··· Record excerpts

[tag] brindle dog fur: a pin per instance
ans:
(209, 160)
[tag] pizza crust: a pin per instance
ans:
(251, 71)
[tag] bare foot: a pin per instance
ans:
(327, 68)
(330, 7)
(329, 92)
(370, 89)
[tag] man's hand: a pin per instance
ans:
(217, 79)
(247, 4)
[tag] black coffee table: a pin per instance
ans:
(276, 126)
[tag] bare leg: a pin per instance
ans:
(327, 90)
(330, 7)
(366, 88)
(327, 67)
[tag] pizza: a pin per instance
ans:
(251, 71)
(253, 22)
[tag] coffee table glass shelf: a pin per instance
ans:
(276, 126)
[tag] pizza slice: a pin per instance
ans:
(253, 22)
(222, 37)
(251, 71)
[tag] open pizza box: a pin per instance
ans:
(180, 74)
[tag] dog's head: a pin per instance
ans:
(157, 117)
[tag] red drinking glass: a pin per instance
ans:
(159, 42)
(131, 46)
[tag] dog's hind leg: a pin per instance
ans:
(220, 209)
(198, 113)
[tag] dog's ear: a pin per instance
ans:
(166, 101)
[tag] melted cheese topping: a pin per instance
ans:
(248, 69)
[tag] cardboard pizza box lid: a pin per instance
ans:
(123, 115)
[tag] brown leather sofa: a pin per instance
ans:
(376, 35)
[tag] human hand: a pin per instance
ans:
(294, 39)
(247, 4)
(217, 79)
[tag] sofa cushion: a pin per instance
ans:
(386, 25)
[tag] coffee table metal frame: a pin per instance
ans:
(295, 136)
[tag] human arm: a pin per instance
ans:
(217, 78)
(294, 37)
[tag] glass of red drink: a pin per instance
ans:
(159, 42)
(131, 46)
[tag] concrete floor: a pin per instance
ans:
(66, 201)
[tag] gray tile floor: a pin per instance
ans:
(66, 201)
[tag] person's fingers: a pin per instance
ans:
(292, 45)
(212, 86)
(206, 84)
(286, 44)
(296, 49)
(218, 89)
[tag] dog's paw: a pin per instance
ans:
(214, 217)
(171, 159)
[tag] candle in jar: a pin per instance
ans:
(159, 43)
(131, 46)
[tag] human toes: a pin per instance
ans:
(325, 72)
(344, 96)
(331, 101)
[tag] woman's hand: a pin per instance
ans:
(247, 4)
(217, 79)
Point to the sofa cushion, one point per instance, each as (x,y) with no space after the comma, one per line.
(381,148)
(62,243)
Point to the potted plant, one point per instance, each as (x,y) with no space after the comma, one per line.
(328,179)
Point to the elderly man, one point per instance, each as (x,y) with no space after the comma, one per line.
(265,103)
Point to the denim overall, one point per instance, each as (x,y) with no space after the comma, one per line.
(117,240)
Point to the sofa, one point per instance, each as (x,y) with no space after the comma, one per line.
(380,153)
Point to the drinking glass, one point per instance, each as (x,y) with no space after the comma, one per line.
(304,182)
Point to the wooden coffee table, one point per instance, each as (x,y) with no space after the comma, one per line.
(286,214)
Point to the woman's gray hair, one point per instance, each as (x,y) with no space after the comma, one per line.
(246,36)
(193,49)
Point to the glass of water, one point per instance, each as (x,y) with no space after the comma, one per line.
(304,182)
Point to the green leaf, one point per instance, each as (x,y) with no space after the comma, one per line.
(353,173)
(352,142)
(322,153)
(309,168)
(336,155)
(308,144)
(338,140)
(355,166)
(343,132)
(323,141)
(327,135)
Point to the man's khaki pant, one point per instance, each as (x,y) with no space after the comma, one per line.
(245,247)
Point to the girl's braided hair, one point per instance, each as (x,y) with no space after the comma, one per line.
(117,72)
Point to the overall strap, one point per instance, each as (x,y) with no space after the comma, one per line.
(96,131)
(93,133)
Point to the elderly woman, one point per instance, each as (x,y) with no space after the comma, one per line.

······

### Do this
Copy the data from the line with "Point to the sofa, one" through the end, swapping "glass of water" for "water glass" and leaving everything else the same.

### Final answer
Point to the sofa, one point per instance, each as (x,y) with no space after the comma, one per line.
(380,153)
Point to the drinking glass, one point per instance, each as (x,y) with no space after the comma, one per line.
(304,182)
Point to the wooden coffee table, one point per instance, each as (x,y) with no space after the comma, one per line.
(286,214)
Point to the woman's gray hair, one point per instance, each as (x,y) with no space after the comma, one per line.
(246,36)
(193,49)
Point to the water glass, one point per instance, each as (x,y) with no space after the comma, one per line.
(304,182)
Point to the green leaf, one point per instance, each as (x,y) with no space after the comma, one per line.
(353,173)
(352,142)
(322,153)
(309,168)
(336,155)
(308,144)
(338,140)
(355,166)
(343,132)
(323,141)
(327,135)
Point to the man's khaki pant, one point per instance, each as (x,y) with no space after the comma, one per line.
(245,247)
Point to the girl's braided hair, one point per instance, each as (x,y) with no space after the comma, one per line.
(117,72)
Point to the overall strap, one point per instance, each as (x,y) with no space after the comma, one per line.
(96,131)
(93,133)
Point to the elderly woman, one point per instance, each as (x,y) with no space after the comma, one per line.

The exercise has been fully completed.